Supplied data

*-*-*

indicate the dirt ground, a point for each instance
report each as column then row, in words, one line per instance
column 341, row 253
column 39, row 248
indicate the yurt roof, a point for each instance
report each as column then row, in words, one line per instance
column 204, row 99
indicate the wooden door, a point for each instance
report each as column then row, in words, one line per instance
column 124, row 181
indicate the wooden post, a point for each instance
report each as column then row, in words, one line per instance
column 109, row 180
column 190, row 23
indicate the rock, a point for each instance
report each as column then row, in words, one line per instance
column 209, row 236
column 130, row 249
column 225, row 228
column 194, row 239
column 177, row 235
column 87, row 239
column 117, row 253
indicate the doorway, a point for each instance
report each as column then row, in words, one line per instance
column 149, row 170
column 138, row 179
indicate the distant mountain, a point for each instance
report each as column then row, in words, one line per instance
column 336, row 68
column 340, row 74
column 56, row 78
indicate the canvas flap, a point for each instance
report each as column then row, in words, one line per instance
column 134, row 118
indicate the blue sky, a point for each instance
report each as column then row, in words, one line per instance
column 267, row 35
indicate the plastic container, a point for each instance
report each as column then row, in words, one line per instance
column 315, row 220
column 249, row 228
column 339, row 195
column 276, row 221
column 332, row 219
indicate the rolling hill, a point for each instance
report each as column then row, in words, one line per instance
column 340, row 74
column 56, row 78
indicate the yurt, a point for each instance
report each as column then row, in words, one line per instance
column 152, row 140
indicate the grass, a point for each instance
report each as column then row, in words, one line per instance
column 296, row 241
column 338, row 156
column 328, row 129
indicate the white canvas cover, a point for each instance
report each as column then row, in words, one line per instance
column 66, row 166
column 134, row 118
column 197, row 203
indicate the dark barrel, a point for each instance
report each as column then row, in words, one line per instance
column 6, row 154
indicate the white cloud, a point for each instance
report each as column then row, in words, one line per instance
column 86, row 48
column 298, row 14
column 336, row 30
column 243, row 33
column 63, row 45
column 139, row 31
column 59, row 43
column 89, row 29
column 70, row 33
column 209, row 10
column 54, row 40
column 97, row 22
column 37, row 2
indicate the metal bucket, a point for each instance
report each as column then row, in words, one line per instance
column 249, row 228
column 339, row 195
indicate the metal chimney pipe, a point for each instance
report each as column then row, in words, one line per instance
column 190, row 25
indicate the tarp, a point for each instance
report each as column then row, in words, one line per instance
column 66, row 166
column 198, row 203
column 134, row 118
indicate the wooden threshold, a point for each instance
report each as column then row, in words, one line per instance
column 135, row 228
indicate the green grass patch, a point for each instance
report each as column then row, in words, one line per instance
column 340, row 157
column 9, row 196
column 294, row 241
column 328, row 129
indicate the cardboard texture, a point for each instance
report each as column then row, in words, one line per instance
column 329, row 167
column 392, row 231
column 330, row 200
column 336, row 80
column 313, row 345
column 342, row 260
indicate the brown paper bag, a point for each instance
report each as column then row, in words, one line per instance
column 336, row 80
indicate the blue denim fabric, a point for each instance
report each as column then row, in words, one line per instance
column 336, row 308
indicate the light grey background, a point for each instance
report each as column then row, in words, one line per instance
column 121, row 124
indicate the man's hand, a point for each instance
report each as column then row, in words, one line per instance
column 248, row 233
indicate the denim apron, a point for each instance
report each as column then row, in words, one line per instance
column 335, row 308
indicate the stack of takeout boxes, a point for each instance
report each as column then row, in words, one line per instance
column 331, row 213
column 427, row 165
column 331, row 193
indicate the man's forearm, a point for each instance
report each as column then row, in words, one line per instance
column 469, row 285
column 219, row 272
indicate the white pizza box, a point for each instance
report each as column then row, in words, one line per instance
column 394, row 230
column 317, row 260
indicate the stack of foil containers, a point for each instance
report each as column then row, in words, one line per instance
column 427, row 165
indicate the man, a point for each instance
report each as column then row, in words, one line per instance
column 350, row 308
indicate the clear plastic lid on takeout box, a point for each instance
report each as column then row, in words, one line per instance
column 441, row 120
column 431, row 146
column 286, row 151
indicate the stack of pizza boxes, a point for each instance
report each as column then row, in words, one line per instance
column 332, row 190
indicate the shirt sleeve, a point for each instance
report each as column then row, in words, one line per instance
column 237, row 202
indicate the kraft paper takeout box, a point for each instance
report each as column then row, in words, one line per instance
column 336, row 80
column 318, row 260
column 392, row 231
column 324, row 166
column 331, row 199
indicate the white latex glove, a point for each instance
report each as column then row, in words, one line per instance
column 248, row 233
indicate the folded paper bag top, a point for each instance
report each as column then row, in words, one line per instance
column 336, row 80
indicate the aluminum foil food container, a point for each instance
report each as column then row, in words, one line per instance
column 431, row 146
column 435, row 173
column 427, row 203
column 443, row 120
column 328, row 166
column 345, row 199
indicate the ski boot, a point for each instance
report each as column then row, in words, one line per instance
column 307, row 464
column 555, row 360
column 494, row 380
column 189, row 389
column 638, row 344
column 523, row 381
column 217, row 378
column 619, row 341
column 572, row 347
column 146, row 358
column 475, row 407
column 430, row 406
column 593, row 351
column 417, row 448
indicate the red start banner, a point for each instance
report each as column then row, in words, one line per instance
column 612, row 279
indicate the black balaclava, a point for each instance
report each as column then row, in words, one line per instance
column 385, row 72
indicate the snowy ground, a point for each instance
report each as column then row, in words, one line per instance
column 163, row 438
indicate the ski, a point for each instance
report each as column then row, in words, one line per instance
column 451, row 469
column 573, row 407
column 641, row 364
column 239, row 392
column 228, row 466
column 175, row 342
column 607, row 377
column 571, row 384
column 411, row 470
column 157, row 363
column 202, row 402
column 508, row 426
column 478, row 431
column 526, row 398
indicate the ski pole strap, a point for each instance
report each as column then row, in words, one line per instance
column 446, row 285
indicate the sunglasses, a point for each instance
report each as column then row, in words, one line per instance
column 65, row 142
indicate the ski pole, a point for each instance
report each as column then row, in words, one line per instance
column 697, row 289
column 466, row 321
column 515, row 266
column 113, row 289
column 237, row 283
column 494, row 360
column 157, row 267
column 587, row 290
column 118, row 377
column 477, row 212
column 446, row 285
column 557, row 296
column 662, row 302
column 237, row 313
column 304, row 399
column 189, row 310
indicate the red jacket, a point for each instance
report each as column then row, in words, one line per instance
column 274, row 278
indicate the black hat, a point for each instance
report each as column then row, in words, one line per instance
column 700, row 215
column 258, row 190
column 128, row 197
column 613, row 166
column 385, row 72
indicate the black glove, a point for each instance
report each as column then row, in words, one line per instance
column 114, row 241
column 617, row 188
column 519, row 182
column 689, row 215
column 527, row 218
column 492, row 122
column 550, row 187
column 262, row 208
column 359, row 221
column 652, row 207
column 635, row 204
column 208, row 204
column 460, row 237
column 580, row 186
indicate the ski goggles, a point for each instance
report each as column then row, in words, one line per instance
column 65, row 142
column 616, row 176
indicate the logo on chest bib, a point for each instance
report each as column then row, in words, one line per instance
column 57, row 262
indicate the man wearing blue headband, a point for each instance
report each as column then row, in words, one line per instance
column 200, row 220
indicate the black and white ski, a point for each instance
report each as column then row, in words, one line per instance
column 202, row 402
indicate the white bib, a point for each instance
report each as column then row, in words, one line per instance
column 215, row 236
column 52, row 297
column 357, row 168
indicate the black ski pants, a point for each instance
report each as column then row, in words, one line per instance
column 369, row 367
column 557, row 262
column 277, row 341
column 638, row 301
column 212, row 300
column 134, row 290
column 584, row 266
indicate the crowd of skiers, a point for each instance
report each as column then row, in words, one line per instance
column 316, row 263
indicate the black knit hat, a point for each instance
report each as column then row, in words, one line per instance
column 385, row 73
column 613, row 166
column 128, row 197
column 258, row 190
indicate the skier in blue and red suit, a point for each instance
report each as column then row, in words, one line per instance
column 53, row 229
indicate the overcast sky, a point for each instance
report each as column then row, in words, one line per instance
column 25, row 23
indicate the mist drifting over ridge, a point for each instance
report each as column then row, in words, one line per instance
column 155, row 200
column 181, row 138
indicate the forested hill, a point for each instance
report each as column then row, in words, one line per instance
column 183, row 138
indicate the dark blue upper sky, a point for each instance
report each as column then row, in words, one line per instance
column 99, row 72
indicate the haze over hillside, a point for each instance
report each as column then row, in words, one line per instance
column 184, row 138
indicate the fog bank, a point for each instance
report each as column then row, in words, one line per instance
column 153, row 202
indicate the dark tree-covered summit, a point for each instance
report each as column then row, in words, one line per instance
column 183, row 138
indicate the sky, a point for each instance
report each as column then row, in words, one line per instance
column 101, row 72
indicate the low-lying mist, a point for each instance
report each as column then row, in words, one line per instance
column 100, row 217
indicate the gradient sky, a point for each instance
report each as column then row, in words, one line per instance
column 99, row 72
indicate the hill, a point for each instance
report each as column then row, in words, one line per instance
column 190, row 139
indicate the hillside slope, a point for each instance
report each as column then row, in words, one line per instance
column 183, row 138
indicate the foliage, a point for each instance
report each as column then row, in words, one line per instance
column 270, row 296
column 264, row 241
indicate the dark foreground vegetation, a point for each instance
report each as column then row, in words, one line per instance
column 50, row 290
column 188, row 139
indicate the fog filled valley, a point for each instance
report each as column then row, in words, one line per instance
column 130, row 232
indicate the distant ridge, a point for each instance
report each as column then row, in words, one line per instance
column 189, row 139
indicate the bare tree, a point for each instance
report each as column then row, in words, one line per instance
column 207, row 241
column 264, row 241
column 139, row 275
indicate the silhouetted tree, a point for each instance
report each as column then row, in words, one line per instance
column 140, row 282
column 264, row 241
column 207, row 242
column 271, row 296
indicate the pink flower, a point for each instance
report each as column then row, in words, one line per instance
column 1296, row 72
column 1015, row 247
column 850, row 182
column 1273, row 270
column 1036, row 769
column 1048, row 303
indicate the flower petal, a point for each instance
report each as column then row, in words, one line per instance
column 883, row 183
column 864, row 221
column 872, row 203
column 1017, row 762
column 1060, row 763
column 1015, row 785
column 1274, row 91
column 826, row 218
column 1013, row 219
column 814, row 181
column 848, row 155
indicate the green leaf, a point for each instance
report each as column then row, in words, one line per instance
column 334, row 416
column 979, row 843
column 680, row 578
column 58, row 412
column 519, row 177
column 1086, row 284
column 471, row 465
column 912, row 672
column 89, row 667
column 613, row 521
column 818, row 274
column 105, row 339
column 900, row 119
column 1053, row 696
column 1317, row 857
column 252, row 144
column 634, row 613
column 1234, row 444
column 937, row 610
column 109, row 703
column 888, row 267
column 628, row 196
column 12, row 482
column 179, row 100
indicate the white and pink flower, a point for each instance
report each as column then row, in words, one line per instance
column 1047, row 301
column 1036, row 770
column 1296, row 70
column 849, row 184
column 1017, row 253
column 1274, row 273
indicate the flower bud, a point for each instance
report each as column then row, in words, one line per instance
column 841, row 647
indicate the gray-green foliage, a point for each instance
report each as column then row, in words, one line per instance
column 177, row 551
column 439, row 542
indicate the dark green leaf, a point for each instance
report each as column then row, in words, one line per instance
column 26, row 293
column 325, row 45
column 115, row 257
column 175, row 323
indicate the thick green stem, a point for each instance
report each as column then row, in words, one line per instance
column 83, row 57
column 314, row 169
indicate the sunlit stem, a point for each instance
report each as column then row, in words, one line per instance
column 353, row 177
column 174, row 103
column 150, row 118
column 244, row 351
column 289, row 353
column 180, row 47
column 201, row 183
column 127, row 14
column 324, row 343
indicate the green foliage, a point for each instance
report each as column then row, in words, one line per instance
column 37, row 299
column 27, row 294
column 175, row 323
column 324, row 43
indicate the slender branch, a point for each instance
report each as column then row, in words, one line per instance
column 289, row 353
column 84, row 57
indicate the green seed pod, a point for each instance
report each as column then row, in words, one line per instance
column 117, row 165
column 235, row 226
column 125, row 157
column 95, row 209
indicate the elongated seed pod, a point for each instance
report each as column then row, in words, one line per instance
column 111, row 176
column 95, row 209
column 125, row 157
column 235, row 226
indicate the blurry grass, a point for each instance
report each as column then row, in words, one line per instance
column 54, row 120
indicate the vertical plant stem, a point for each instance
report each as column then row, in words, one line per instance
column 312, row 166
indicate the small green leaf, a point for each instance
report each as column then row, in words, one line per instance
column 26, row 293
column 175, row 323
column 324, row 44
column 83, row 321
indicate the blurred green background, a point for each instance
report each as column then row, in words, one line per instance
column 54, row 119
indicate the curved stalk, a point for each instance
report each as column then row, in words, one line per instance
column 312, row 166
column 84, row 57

*-*-*

Exercise details
Within the data above, the span starting at the line containing "indicate the man's hand, a" and ending at the line containing "indicate the shirt" is to be retyped exactly, with no other lines.

Result of this exercise
indicate the man's hand, a point for each instance
report each as column then row, in words, one line per instance
column 248, row 233
indicate the denim apron, a point for each instance
report each as column then row, in words, one line per instance
column 335, row 308
indicate the stack of takeout boxes, a point for each instance
report each as column then row, in words, one line per instance
column 331, row 213
column 427, row 165
column 331, row 193
indicate the man's forearm, a point for each instance
report each as column then row, in words, one line per instance
column 469, row 285
column 219, row 272
indicate the white pizza box, a point for each instance
report each as column then row, in words, one line per instance
column 394, row 230
column 317, row 260
indicate the stack of foil containers, a point for each instance
report each as column then row, in words, one line per instance
column 427, row 165
indicate the man, a point for each instance
report each as column then row, in words, one line per instance
column 350, row 308
indicate the clear plastic lid on takeout box, a point for each instance
report each as column then row, in words, one line per instance
column 441, row 120
column 431, row 146
column 286, row 151
indicate the stack of pizza boxes, a point for each instance
report each as column then row, in words, one line per instance
column 332, row 190
indicate the shirt sleeve, a point for each instance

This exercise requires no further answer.